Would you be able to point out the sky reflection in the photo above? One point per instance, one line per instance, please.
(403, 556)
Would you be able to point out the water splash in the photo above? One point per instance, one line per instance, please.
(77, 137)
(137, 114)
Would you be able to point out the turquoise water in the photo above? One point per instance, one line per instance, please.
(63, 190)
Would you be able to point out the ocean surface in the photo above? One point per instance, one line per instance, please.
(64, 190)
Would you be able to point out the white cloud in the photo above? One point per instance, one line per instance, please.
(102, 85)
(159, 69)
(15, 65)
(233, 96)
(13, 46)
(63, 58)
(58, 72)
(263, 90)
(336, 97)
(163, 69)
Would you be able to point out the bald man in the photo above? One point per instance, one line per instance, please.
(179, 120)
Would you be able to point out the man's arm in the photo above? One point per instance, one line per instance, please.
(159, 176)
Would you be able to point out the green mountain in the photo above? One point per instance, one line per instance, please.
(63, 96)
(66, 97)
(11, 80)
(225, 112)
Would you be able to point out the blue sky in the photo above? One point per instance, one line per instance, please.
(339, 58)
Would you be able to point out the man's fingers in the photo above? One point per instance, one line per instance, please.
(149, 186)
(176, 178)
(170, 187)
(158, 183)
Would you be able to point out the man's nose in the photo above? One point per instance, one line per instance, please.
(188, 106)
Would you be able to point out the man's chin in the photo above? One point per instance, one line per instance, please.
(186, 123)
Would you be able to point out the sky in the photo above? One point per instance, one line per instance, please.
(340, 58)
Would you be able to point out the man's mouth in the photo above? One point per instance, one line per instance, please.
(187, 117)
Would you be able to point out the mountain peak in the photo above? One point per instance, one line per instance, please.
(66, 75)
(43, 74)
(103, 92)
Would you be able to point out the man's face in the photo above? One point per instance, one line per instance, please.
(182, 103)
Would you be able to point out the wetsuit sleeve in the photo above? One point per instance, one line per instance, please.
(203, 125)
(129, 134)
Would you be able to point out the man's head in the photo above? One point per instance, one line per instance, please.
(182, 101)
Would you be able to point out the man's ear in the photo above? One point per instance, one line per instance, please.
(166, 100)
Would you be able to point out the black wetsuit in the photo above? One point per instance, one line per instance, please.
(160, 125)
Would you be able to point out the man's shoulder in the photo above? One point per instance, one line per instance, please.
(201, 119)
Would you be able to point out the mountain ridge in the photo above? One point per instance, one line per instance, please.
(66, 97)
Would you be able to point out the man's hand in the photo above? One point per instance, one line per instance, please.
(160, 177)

────────────────────────────────────────

Only the lines from the one containing "Would you be able to point out the man's shoulder" through the end of the data above are wanted, both ends included; restate them word for word.

▸ **Finished task**
Would you be able to point out the man's shoulder in the photo above? One point per instance, one line per instance, please.
(201, 119)
Would you be able to point out the mountain ridge in the photo above? One point per instance, one line per instance, please.
(66, 97)
Would you be able to point out the man's hand in the photo above? One point per instance, one line per instance, please.
(160, 177)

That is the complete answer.